------ Task inputs

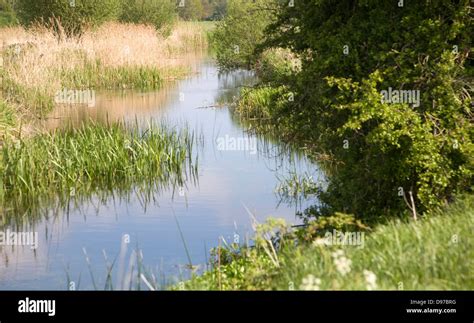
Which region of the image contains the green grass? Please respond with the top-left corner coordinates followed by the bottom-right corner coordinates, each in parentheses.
top-left (181, 195), bottom-right (474, 290)
top-left (0, 73), bottom-right (55, 114)
top-left (58, 61), bottom-right (189, 90)
top-left (0, 98), bottom-right (16, 138)
top-left (0, 121), bottom-right (199, 220)
top-left (0, 11), bottom-right (17, 27)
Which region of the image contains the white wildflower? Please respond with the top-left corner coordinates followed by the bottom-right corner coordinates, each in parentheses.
top-left (363, 270), bottom-right (377, 290)
top-left (334, 256), bottom-right (352, 276)
top-left (331, 249), bottom-right (344, 258)
top-left (299, 274), bottom-right (322, 290)
top-left (332, 249), bottom-right (351, 276)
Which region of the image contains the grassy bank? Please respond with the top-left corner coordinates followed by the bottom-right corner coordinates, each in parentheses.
top-left (181, 195), bottom-right (474, 290)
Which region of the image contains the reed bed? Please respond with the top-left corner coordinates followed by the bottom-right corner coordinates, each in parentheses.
top-left (0, 21), bottom-right (209, 119)
top-left (0, 121), bottom-right (199, 220)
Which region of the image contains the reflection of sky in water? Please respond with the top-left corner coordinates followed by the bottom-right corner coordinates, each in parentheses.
top-left (0, 59), bottom-right (320, 290)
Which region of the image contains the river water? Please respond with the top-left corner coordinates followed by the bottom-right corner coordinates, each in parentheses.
top-left (0, 58), bottom-right (319, 290)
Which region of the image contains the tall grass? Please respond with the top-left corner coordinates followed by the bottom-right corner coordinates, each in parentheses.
top-left (0, 98), bottom-right (15, 140)
top-left (0, 121), bottom-right (199, 220)
top-left (181, 195), bottom-right (474, 290)
top-left (0, 21), bottom-right (209, 120)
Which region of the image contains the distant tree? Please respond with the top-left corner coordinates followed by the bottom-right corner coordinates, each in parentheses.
top-left (177, 0), bottom-right (203, 21)
top-left (0, 0), bottom-right (18, 26)
top-left (211, 0), bottom-right (275, 69)
top-left (201, 0), bottom-right (226, 20)
top-left (15, 0), bottom-right (121, 36)
top-left (120, 0), bottom-right (177, 36)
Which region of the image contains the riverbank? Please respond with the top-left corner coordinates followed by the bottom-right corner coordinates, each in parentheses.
top-left (0, 21), bottom-right (211, 140)
top-left (181, 194), bottom-right (474, 290)
top-left (0, 21), bottom-right (210, 220)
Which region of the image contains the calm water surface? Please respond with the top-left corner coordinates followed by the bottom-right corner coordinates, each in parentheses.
top-left (0, 58), bottom-right (320, 289)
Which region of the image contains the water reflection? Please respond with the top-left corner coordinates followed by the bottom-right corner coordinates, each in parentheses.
top-left (0, 58), bottom-right (319, 290)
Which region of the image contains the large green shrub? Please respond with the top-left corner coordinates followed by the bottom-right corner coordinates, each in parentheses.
top-left (211, 0), bottom-right (275, 69)
top-left (120, 0), bottom-right (176, 35)
top-left (15, 0), bottom-right (121, 36)
top-left (255, 0), bottom-right (473, 221)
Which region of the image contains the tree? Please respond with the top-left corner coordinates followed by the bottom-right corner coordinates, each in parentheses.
top-left (15, 0), bottom-right (121, 36)
top-left (177, 0), bottom-right (203, 21)
top-left (211, 0), bottom-right (275, 69)
top-left (259, 0), bottom-right (473, 220)
top-left (120, 0), bottom-right (176, 36)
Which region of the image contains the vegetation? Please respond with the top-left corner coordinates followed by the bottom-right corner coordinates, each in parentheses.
top-left (178, 0), bottom-right (204, 21)
top-left (171, 0), bottom-right (474, 291)
top-left (0, 98), bottom-right (16, 141)
top-left (201, 0), bottom-right (226, 21)
top-left (0, 21), bottom-right (209, 126)
top-left (0, 121), bottom-right (198, 220)
top-left (0, 0), bottom-right (471, 292)
top-left (120, 0), bottom-right (176, 35)
top-left (0, 18), bottom-right (208, 220)
top-left (231, 0), bottom-right (473, 222)
top-left (210, 0), bottom-right (275, 69)
top-left (15, 0), bottom-right (121, 36)
top-left (181, 195), bottom-right (474, 290)
top-left (0, 0), bottom-right (17, 27)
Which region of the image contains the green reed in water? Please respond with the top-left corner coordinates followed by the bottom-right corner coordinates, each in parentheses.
top-left (0, 121), bottom-right (199, 220)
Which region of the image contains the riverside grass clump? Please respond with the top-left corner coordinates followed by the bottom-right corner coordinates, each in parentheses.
top-left (180, 195), bottom-right (474, 291)
top-left (0, 121), bottom-right (199, 220)
top-left (0, 21), bottom-right (209, 121)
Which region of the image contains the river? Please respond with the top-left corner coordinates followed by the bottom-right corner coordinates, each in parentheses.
top-left (0, 58), bottom-right (320, 290)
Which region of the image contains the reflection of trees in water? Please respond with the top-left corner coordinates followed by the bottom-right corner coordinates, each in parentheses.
top-left (226, 111), bottom-right (324, 212)
top-left (217, 67), bottom-right (324, 213)
top-left (36, 86), bottom-right (180, 132)
top-left (215, 69), bottom-right (257, 105)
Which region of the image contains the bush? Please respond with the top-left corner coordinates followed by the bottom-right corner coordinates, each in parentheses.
top-left (177, 0), bottom-right (203, 21)
top-left (15, 0), bottom-right (121, 36)
top-left (255, 48), bottom-right (300, 84)
top-left (120, 0), bottom-right (176, 36)
top-left (255, 0), bottom-right (473, 221)
top-left (210, 0), bottom-right (275, 69)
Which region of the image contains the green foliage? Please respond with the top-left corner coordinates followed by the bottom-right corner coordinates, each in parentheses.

------------

Task> What you write should match the entries exactly, except that the pictures are dropped.

Written response>
Which region of the image contains the green grass? Please respond with the top-left corner coordinates followed by the bottom-right corner coordinates, each in parentheses.
top-left (181, 195), bottom-right (474, 290)
top-left (0, 73), bottom-right (55, 114)
top-left (58, 61), bottom-right (189, 90)
top-left (0, 98), bottom-right (16, 138)
top-left (0, 121), bottom-right (199, 220)
top-left (0, 11), bottom-right (17, 27)
Which region of the image contains the white wildflower? Please respond with the top-left corner coordinates followed by the bottom-right corner coordinates, each in parentheses.
top-left (363, 270), bottom-right (377, 290)
top-left (334, 256), bottom-right (352, 276)
top-left (331, 249), bottom-right (344, 258)
top-left (299, 274), bottom-right (322, 290)
top-left (332, 249), bottom-right (351, 276)
Which region of the image contains the grassy bank? Please respond with the top-left corner coordinates followed by the bottom-right corner coordinates, each in parentheses.
top-left (181, 195), bottom-right (474, 290)
Which region of the image contains the reed bed? Please respond with the top-left corner coordinates followed by the bottom-right corner coordinates, each in parentheses.
top-left (0, 21), bottom-right (209, 119)
top-left (0, 121), bottom-right (199, 220)
Which region of the image contains the reflection of sky in water? Please respond with the top-left corner coordinates followed by the bottom-right corner coordinates, each in parentheses.
top-left (0, 59), bottom-right (320, 290)
Which region of the image contains the river water? Please respond with the top-left corner coordinates followed by the bottom-right corner coordinates, each in parentheses.
top-left (0, 58), bottom-right (319, 290)
Which region of the image contains the tall grass? Please respond with the top-left corner coordinates followed by the bottom-right corner coordinates, each in parentheses.
top-left (0, 98), bottom-right (15, 140)
top-left (0, 121), bottom-right (199, 220)
top-left (181, 195), bottom-right (474, 290)
top-left (0, 21), bottom-right (209, 120)
Which region of the image contains the distant tree? Please respond with the top-left corner coordinates followed by the bottom-right corner coordinates, each in parentheses.
top-left (177, 0), bottom-right (203, 21)
top-left (0, 0), bottom-right (18, 26)
top-left (211, 0), bottom-right (275, 69)
top-left (201, 0), bottom-right (226, 20)
top-left (15, 0), bottom-right (121, 36)
top-left (120, 0), bottom-right (177, 36)
Which region of the image contains the riverbank? Please respond with the top-left corner coordinates followed by the bottom-right corner coordinates, each in parentheses.
top-left (0, 21), bottom-right (211, 140)
top-left (181, 194), bottom-right (474, 290)
top-left (0, 21), bottom-right (210, 220)
Which region of the image contains the calm water surface? Please respond with the top-left corner coordinates followed by the bottom-right corner coordinates, each in parentheses.
top-left (0, 58), bottom-right (320, 289)
Which region of the image contains the water reflection? Please respond with the top-left corner coordinates followed by the bottom-right corner coordinates, each in parentheses.
top-left (0, 58), bottom-right (319, 290)
Which region of the image contains the large green shrub? Please respond with the top-left corner coordinates followed by the bottom-right corner coordinates, each in parentheses.
top-left (211, 0), bottom-right (275, 69)
top-left (120, 0), bottom-right (176, 35)
top-left (15, 0), bottom-right (121, 36)
top-left (255, 0), bottom-right (473, 221)
Which region of the image contains the tree? Please respond with the top-left corner coordinates followed by the bottom-right corner coordinates, each in parentheses.
top-left (15, 0), bottom-right (121, 36)
top-left (177, 0), bottom-right (203, 21)
top-left (211, 0), bottom-right (275, 69)
top-left (259, 0), bottom-right (473, 220)
top-left (120, 0), bottom-right (176, 36)
Which region of the image contains the vegetation? Please respond with the top-left corner coordinates followed by the bottom-right corner coordinates, each in parentheses.
top-left (178, 0), bottom-right (204, 21)
top-left (171, 0), bottom-right (474, 291)
top-left (0, 98), bottom-right (16, 141)
top-left (201, 0), bottom-right (226, 21)
top-left (0, 21), bottom-right (209, 126)
top-left (0, 121), bottom-right (198, 220)
top-left (0, 0), bottom-right (471, 292)
top-left (120, 0), bottom-right (176, 35)
top-left (0, 18), bottom-right (208, 220)
top-left (231, 0), bottom-right (473, 222)
top-left (210, 0), bottom-right (275, 69)
top-left (15, 0), bottom-right (121, 36)
top-left (181, 195), bottom-right (474, 290)
top-left (0, 0), bottom-right (17, 27)
Which region of the image contains the green reed in water? Please respond with the top-left corner coordinates followed by the bottom-right corner coordinates, each in parentheses.
top-left (0, 121), bottom-right (199, 220)
Which region of the image contains the riverside grass clump? Please respond with the top-left corner coordinates followed by the bottom-right corner coordinates, each in parentheses.
top-left (180, 195), bottom-right (474, 291)
top-left (0, 121), bottom-right (199, 220)
top-left (0, 21), bottom-right (209, 121)
Which region of the image contains the river? Please respond with the top-left corner coordinates followed by the bottom-right corner coordinates, each in parentheses.
top-left (0, 58), bottom-right (320, 290)
Which region of the image contains the reflection of trees in water? Please respond with the top-left corner coordinates followed by the bottom-right corner coordinates, each in parentheses.
top-left (226, 111), bottom-right (324, 212)
top-left (217, 67), bottom-right (324, 213)
top-left (36, 86), bottom-right (180, 132)
top-left (215, 69), bottom-right (257, 105)
Which region of the image contains the bush? Please respond with the top-left corner coordinates followed by the bottom-right corner coordinates, each in parentheses.
top-left (177, 0), bottom-right (203, 21)
top-left (15, 0), bottom-right (121, 36)
top-left (255, 48), bottom-right (300, 84)
top-left (120, 0), bottom-right (176, 36)
top-left (255, 0), bottom-right (473, 221)
top-left (210, 0), bottom-right (275, 69)
Which region of the image contains the green foliage? Please respond with the top-left corner coordinates followed by the bottom-right corner coordinates, each in parentheses.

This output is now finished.